Continue the forum post below on structuring SQL data access for Pandas analysis, starting right after its last sentence.

◆ **Text passage**:
________________
We're dealing with a lot of "data analysis", basically different sorts of data mangling, aggregations and calculations using Pandas. Usually, the data is time series data.
All underlying data is stored in a SQL database.
As of now, we usually wrap all data access logic into a single "DBWrapper" class that implements methods returning different datasets as pandas Dataframes. (I.e. all database querys are defined here)
Question is: Is there any established architectural/design pattern applicable here?
I have looked at https://martinfowler.com/eaaCatalog/index.html, but cant seem to find anything that is a match. The patterns described in EAA seems to be focused on domain classes.
________________
◆ **Raw records**:
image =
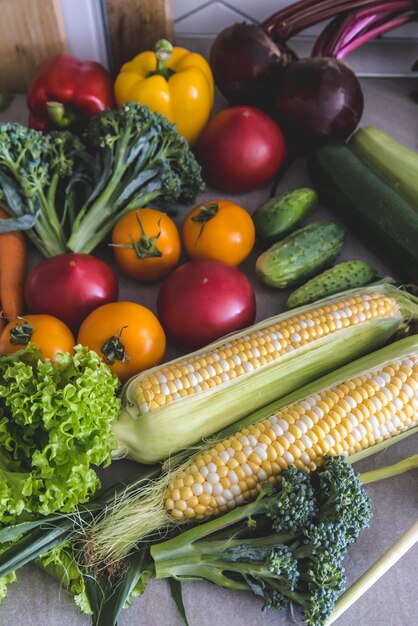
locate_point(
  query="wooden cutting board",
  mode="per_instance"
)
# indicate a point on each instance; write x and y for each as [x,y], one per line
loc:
[31,31]
[135,26]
________________
◆ **Answer to the task**:
Current implementations are usually something like
import pandas as pd
class DbWrapper:
def __init__(self) -> None:
self._db_conn = None
def get_price_data(self, ticker, start_date, end_date) -> pd.DataFrame:
query = """SELECT * FROM Prices WHERE ticker=?, AND date BETWEEN ? and ?"""
params = (ticker, start_date, end_date)
return pd.read_sql(self._db_conn, query, params)
def get_volume_data(self, ticker, start_date, end_date) -> pd.DataFrame:
query = """SELECT * FROM Volume WHERE ticker=?, AND date BETWEEN ? and ?"""
params = (ticker, start_date, end_date)
return pd.read_sql(self._db_conn, query, params)